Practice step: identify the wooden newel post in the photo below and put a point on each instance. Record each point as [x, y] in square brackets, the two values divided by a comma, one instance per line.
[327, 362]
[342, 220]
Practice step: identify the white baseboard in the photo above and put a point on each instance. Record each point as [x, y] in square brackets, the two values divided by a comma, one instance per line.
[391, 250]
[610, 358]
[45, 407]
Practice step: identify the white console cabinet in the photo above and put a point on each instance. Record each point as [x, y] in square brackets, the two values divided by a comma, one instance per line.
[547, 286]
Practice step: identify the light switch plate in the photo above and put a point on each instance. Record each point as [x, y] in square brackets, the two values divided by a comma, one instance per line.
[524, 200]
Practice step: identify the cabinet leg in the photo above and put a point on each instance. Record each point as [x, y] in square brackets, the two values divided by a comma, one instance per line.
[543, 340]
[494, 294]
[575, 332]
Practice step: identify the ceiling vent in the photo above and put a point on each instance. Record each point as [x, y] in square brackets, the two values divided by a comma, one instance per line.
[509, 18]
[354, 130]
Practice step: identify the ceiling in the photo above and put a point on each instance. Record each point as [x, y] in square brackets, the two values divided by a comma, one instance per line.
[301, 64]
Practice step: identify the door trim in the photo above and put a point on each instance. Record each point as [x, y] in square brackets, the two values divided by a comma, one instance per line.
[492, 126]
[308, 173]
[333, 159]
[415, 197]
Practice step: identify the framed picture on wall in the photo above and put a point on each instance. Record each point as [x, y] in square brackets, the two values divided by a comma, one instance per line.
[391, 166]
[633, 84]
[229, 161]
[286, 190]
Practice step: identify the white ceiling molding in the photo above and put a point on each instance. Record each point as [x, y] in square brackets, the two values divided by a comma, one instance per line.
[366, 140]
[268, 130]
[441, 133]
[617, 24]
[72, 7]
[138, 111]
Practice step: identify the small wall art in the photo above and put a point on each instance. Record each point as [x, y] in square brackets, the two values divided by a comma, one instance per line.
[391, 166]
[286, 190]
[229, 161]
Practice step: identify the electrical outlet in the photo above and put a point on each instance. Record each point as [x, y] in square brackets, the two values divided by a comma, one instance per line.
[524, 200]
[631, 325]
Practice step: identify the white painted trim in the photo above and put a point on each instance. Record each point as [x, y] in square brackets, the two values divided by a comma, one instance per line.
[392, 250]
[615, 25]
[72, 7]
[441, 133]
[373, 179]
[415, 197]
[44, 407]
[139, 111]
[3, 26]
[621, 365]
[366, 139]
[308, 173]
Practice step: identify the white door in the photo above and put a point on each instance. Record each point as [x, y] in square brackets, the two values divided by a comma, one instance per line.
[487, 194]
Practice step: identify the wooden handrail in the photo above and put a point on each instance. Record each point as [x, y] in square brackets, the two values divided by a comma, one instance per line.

----

Nothing but the lines from the one with "Practice step: identify the white ceiling" through the final line of the records above should appear, each copied exactly.

Response:
Practice step: identify the white ceiling molding in the photo above and put a point on each instance. Record each point as [x, y] in square brackets, the two values divided by a comma, one instance per line.
[366, 140]
[268, 130]
[441, 133]
[617, 24]
[72, 7]
[138, 111]
Practice step: identify the small wall art in the photo above and put a point on each instance. Record each point as [x, y] in square brackets, the two values divided by a comma, one instance per line.
[391, 166]
[286, 190]
[229, 161]
Practice step: identify the electrical outlet in the photo above and put a point on each instance. Record each point as [x, y] in square brackets, the two values divided by a comma, one instance per line.
[524, 200]
[631, 325]
Practice step: identify the white painted trim in the photo above and put a point on each instance. Record each point as [x, y] in square brackets, the two values divided by a comma, one instance per line.
[392, 250]
[615, 25]
[72, 7]
[441, 133]
[373, 179]
[415, 197]
[44, 407]
[139, 111]
[3, 26]
[621, 365]
[366, 139]
[308, 173]
Practice step: identify the white door in the photo above and put a point on each instance. Record each point as [x, y] in square brackets, the two values divided by a comma, one instance per line.
[487, 194]
Practice step: identify the wooden handrail in the photo above and put a point on each instance. Record each point as [x, y] in square brackets, the two values divided by a comma, one instance per line.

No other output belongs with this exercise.